# TASK BRIEF
Copy the rows below word for word, keeping every line as it stands.

# THE INPUT
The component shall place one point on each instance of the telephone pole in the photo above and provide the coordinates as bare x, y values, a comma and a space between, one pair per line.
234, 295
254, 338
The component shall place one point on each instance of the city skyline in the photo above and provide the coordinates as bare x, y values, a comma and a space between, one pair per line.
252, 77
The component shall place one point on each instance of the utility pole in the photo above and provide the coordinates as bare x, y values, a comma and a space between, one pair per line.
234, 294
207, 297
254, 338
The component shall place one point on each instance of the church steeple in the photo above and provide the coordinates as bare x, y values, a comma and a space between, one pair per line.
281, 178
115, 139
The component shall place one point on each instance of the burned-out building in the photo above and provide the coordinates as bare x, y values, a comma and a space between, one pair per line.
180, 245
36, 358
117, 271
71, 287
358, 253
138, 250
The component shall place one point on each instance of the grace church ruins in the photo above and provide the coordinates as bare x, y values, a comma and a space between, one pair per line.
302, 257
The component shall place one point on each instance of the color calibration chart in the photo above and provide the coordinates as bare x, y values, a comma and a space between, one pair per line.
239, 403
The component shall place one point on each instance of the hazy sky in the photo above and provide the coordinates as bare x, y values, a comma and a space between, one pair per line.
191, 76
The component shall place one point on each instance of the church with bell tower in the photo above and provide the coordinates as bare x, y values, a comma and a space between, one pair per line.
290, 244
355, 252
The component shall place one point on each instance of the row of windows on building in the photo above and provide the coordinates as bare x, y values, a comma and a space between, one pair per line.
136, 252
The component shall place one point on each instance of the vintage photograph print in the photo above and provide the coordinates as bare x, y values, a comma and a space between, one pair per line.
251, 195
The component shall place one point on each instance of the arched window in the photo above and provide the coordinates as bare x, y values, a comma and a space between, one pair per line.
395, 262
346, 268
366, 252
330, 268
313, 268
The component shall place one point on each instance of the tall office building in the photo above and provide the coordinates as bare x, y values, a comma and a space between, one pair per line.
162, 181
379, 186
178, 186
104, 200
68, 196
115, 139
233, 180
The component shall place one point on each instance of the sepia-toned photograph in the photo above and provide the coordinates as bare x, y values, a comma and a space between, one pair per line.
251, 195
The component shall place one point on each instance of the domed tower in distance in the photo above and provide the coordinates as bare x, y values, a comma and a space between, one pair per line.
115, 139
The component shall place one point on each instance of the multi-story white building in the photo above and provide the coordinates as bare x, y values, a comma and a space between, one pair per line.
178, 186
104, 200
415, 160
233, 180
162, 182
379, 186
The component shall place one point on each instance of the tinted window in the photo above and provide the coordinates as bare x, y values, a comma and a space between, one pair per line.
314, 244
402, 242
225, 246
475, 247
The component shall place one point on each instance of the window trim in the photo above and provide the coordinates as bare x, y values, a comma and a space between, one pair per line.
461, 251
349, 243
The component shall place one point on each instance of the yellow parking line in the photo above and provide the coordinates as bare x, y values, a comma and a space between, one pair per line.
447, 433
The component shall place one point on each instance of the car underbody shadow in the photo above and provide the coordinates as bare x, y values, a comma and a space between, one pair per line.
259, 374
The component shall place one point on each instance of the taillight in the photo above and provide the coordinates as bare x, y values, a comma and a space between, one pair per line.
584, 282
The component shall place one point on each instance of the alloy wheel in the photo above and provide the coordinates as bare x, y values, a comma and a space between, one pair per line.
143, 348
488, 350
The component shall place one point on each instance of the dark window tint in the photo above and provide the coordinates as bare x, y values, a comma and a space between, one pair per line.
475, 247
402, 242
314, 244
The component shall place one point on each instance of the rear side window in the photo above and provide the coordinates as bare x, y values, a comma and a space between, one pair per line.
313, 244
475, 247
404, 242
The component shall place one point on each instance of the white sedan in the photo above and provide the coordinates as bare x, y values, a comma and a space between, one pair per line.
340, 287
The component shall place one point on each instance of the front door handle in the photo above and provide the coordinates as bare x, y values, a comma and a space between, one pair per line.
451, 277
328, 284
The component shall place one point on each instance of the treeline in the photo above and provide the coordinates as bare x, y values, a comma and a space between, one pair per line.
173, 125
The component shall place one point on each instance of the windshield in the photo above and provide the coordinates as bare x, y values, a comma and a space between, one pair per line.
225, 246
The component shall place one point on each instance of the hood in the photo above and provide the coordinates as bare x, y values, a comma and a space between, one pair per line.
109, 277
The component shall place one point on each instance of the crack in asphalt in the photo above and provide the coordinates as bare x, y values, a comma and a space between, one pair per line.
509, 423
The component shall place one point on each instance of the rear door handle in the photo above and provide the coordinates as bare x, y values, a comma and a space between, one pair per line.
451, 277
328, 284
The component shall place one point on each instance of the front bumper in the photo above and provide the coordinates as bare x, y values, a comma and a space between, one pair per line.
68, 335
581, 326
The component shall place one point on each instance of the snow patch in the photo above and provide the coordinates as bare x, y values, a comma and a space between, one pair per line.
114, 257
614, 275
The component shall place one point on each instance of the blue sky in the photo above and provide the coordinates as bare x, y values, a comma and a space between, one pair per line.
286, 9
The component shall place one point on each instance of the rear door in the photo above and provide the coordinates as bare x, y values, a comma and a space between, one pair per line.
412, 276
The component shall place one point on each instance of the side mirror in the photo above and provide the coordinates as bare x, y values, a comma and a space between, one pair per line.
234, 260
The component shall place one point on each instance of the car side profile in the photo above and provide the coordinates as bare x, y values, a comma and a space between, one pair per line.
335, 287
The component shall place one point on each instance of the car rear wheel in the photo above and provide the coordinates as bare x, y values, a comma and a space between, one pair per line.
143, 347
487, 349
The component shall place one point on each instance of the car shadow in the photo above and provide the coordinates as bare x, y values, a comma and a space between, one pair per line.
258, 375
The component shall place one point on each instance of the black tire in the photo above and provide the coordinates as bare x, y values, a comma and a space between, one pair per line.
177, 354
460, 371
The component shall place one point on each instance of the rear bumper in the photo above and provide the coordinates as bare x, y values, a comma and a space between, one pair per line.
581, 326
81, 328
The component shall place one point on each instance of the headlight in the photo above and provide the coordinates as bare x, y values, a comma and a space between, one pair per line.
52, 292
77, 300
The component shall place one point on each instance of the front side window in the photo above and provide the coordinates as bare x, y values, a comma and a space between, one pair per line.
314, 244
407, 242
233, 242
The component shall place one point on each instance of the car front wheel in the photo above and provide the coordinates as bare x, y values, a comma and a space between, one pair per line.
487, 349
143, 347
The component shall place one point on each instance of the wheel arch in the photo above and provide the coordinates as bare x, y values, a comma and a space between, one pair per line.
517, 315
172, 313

# OUTPUT FOR THIS EXERCISE
The component shall place one point on each instance of the telephone pole in the photo above and provide the coordinates as bare x, y values, a comma and a space between, one pair per line.
234, 295
254, 338
The component shall place one point on each instance of the city skyline in the photo above and provide the coordinates as bare x, y values, a comma and a space between, one pair per line.
252, 77
The component shall place one point on each instance of the utility pole in the photo above and provide the coordinates as bare x, y values, a comma and a space between, one pair per line.
234, 294
207, 297
254, 338
The component shall place one point on each instance of the church steeple in the photo above and provide the coordinates as bare x, y values, a comma and a space between, one pair per line.
281, 178
115, 139
The component shall place one point on each instance of the burned-out building in the photo above and provide the coordinates as bare x, y values, a comma and a space between, one pair per line.
180, 245
36, 358
117, 271
71, 287
358, 253
138, 250
The component shall place one point on each instance of the grace church ruins in the photo above and provide the coordinates as bare x, y values, a comma and a space between, one pair per line.
302, 257
The component shall place one point on each instance of the color calibration chart in the photo above and provide the coordinates as bare x, y values, a comma and a space between, one pair per line.
239, 403
The component shall place one point on each instance of the hazy sky in the photo above and provide the coordinates as bare x, y values, a comma and a space between, one pair per line.
191, 76
The component shall place one point on each instance of the church with bell tower in the photo above and provide the coordinates as bare x, y values, a comma and a space between, one pair per line.
290, 244
355, 252
The component shall place one point on each instance of the row of windows on building in the photo above and provide the coordinates as bare x, y values, a comma and a space between, one pair per line.
136, 252
The component shall place one point on each instance of the vintage photograph print in the photo above and provide the coordinates as bare x, y values, a comma and a space between, one pair per line.
251, 195
The component shall place one point on each instance of the arched window in the photo above and provide the coordinates as bare x, y values, a comma and a space between, one pair per line.
395, 262
346, 268
366, 252
330, 268
313, 268
The component shall place one point on each instance of the tall office building in the photo above and provide the coordinates as bare x, y values, a comma and a space between, one pair per line.
162, 181
379, 186
178, 186
104, 200
68, 196
115, 139
233, 180
The component shall place one point on each instance of the sepia-toned photograph in the photo above and provide the coordinates as bare x, y values, a comma and a space between, one pair per line.
251, 195
The component shall place one point on each instance of the domed tower in distance in the photo above and provide the coordinates as bare x, y values, a comma and a space between, one pair per line.
115, 139
The component shall place one point on each instance of the multi-story white building in the photo above and provide the coordinates as bare x, y values, a comma and a space between, one pair per line.
178, 186
104, 200
415, 160
233, 180
162, 182
379, 186
The component shall place one point on each instance of the tinted window in the photo above and provide the coordinates as bare x, y values, a comma and a space between, one pair per line.
314, 244
402, 242
225, 246
475, 247
The component shall place one point on each instance of the window trim in the photo above and provide the coordinates as bare x, y values, a comma and a space between, one pair per line.
461, 251
349, 243
The component shall place one point on each instance of the yellow parking line in the photo above and provide the coordinates as bare x, y values, a comma and a space between, one pair per line.
447, 433
The component shall place one point on each instance of the car underbody shadow in the photo above and provide the coordinates as bare x, y values, a comma and a space between, one pair per line.
259, 374
The component shall place one point on each instance of the taillight in the photo above and provide the coordinates as bare x, y values, a comma and a space between, one pair per line.
584, 282
The component shall place one point on each instance of the alloy wheel in the photo above and provide the coordinates as bare x, y values, a comma and a space between, one pair per line.
143, 348
488, 350
The component shall place one point on each instance of the dark window tint in the photo above and provide the coordinates as bare x, y values, a comma and a space between, one pair per line.
475, 247
402, 242
314, 244
The component shall place one point on each instance of the rear side window in the photo above and provide the coordinates as bare x, y values, a comma and a space between, one pair per line.
313, 244
475, 247
404, 242
The component shall place one point on each instance of the white sedan in the photo above and provide the coordinates as bare x, y values, a comma and a space between, one pair per line.
340, 287
The component shall place one point on each instance of the front door handle in the photo above and provide the coordinates as bare x, y values, a comma and a space between, one pair per line.
451, 277
328, 284
The component shall place one point on each instance of the treeline in the photo above and provide the coordinates as bare x, y values, a comma and a space between, one pair per line.
173, 125
The component shall place one point on each instance of the windshield in the photo above and provide the coordinates as bare x, y values, a comma and a space between, one pair per line.
225, 246
The component shall place one point on each instance of the hood in the photo above and provide the coordinates as bare x, y values, a comma and a space between, one pair per line.
109, 277
The component shall place one point on each instance of the crack in asphalt in the photo above and provide the coordinates as bare x, y values, a comma and a space between, one pair per line.
509, 423
The component shall place one point on each instance of the rear door handle in the photo above and provide the coordinates as bare x, y values, a comma and a space between, one pair per line.
451, 277
328, 284
The component shall place one point on each instance of the front bumper in the photo above and provide the coordinates as bare x, y values, a comma and a space between, one pair per line.
68, 335
581, 326
The component shall place one point on each instance of the snow patch in the photo above and provide the coordinates as bare x, y values, a comma and a space between, one pair per line.
114, 257
614, 275
The component shall place one point on each instance of the blue sky in the photo above and provide the coordinates as bare x, y values, a comma and a space between, one pair per line.
286, 9
The component shall place one point on each instance of the rear door in the photo above and provide the coordinates as bare x, y values, a comma and a space between, one pair per line.
412, 276
The component shall place one point on each instance of the side mirror in the photo above and provide the coordinates as bare x, y values, a comma and a space between, one pair per line.
234, 260
The component shall place one point on each instance of the car side profile in the photo above and provide the coordinates as bare x, y values, a comma and a space between, one pair per line.
335, 287
The component shall place one point on each instance of the car rear wheel in the photo above and provide the coordinates as bare x, y values, a comma and a space between, one pair per line.
143, 347
487, 349
The component shall place one point on each instance of the car shadow in the photo above and provide the coordinates as bare x, y values, a comma and a space between, one pair per line.
258, 375
The component shall place one point on each instance of the black tire in the photo above and provide the coordinates as bare x, y values, a comma and a space between, one pair per line.
177, 354
460, 371
The component shall place one point on each instance of the rear bumper in the photo above and provide the coordinates as bare x, y values, a comma and a space between, one pair per line.
581, 326
81, 328
The component shall place one point on each instance of the headlight in the photo above and provide the coordinates as bare x, y values, a comma and a space between, one pair per line.
52, 292
77, 300
The component shall place one point on each instance of the front side window in the photo above and provide the coordinates as bare x, y values, a comma and a space between, one pair per line.
314, 244
407, 242
233, 242
The component shall place one point on each instance of the car front wheel in the photo above and provide the coordinates as bare x, y values, a comma and a space between, one pair per line.
487, 349
143, 347
The component shall place one point on each instance of the wheel arch in the photo above and provide the coordinates as bare x, y values, a comma and a space between, one pair per line.
517, 315
172, 313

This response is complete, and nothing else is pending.